What the task asks: Lines in the listing below containing the string "like" are to be identified and copied.
Extracted data Start Marker
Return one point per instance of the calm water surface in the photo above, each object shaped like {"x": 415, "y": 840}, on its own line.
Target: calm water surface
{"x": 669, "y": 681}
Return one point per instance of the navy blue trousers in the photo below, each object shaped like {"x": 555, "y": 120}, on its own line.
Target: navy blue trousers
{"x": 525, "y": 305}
Extracted data End Marker
Extracted data Start Marker
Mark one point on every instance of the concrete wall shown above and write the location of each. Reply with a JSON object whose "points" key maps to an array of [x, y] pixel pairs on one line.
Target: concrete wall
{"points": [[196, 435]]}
Extracted data End Marker
Extracted data Start Marker
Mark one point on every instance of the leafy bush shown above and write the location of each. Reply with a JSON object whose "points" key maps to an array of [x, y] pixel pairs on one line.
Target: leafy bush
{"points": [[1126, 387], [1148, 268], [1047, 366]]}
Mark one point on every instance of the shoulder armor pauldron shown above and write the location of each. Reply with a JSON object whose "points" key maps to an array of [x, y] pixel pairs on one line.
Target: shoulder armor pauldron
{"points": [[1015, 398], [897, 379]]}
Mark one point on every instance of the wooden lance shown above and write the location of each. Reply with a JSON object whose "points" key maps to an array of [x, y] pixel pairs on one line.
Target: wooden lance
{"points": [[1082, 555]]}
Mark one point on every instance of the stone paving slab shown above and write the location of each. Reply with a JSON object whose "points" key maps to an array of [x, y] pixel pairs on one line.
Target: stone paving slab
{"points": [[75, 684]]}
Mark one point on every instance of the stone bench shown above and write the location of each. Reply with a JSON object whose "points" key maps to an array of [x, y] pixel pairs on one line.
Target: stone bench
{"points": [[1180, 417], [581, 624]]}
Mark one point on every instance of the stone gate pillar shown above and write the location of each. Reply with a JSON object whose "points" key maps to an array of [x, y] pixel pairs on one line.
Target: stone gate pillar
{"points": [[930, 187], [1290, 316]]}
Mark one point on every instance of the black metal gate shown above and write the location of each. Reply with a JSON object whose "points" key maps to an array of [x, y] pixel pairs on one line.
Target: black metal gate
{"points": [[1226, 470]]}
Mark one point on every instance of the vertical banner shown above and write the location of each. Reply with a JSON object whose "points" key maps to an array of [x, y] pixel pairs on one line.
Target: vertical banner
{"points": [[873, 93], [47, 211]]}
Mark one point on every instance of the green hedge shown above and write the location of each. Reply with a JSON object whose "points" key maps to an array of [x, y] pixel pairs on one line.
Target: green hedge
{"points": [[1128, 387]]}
Extracted data End Marker
Result for this task:
Return one point per instance of the calm water surface in the photo above, each object shaped like {"x": 415, "y": 840}, on its own line.
Return one point per instance of the navy blue trousers in the photo below, each object shaped like {"x": 555, "y": 120}, on its own line.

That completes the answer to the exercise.